> _Activity list_:
[A] In the vaccine study text, how many times was blood pressure measured, and how far apart?
[B] From the vaccine study text, copy the part that begins with the words containing "Outcome measures" and ends with "dose of the COVID-19 vaccine.".

We collected participants’ sociodemographic information (age, sex, marital status, education level and employment status), lifestyle factors (smoking status and consumption of chewing tobacco alone or with betel leaf), anthropometric measures (height, weight, waist and hip size) and clinical conditions (hypertension, coronary artery disease (CAD), kidney disease, cancer, asthma, stroke, anxiety and depressive symptom). Vaccine acceptance was determined using a close-ended question inquiring participants’ willingness to get vaccinated as the main outcome variable. It has two categorical responses: yes (indicating acceptance) and maybe/no (hesitance). Vaccine hesitancy was defined as a delay in acceptance or downright refusal of vaccines although readiness of vaccine services, as per WHO’s definition.24 Vaccine roll-out participation was determined using a close-ended question inquiring whether participants have received at least the first dose of COVID-19 vaccine. The question had two categorical responses (yes and no). Non-demographic correlates which may have contributed to vaccine acceptance and roll-out participation were determined. This included participants’ general knowledge regarding vaccinations prior to the pandemic, knowledge and/or experience regarding the COVID-19 vaccine (including availability, accessibility, perceptions of risk and benefits, scheduling and compliance) and factors which may contribute to hesitancy such as political and religious factors, previous COVID-19 status, trust (or a lack thereof) in health systems or pharmaceutical industries, and potential source of vaccine misinformation such as use of social media. We also explored willingness-to-pay perceptions if the COVID-19 vaccine was no longer available for free in Bangladesh.
Measures of anthropometric and clinical variables
Participants’ heights and weights were collected. Blood pressure measurements were taken three times in 5 min intervals. Any history of chronic disease including coronary artery disease (CAD), kidney disease, diabetes, asthma, cancer, arthritis and stroke was validated through documented diagnosis or medication history (verified by a medical doctor) or any past clinical procedures. Anxiety and depressive symptom were assessed using the Generalized Anxiety Disorder-7 Scale25 and Patient Health Questionnaire-9,26 respectively, both of which have been validated for use in the Bangladeshi context.27 28 Operational definitions used in this study are provided in online supplemental appendix 5.
Outcome measures
The main outcomes of interest were prevalence of vaccine acceptance and uptake of the COVID-19 vaccine. Vaccine acceptance was defined as the individual decision to accept or refuse vaccines when presented with the opportunity to vaccinate.29 Vaccine uptake was defined as having received at least one dose of the COVID-19 vaccine.

> _Data section_:

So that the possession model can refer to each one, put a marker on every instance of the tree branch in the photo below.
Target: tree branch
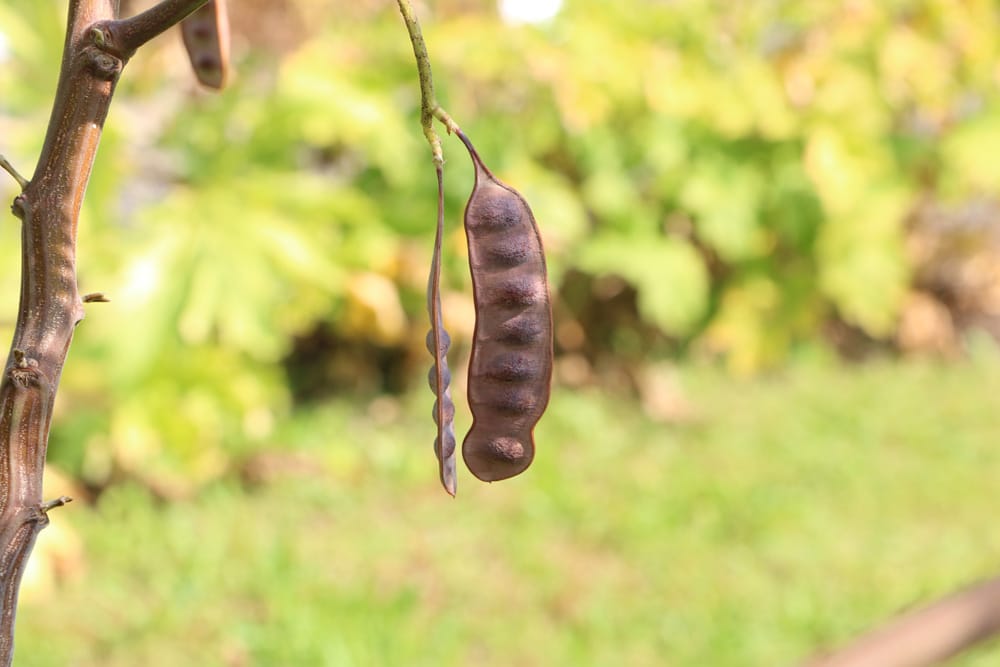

---

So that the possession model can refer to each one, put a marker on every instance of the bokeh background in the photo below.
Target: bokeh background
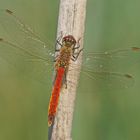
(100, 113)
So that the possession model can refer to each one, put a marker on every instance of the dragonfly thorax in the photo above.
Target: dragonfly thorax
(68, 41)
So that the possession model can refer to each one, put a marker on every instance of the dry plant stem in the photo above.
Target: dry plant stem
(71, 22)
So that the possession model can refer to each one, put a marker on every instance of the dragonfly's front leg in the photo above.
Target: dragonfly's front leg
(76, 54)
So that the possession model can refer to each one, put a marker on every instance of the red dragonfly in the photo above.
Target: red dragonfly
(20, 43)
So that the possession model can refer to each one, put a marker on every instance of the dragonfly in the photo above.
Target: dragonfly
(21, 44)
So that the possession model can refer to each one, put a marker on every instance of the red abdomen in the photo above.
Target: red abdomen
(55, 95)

> _Set of answers_:
[A] Three times, at 5-minute intervals.

[B]
Outcome measures
The main outcomes of interest were prevalence of vaccine acceptance and uptake of the COVID-19 vaccine. Vaccine acceptance was defined as the individual decision to accept or refuse vaccines when presented with the opportunity to vaccinate.29 Vaccine uptake was defined as having received at least one dose of the COVID-19 vaccine.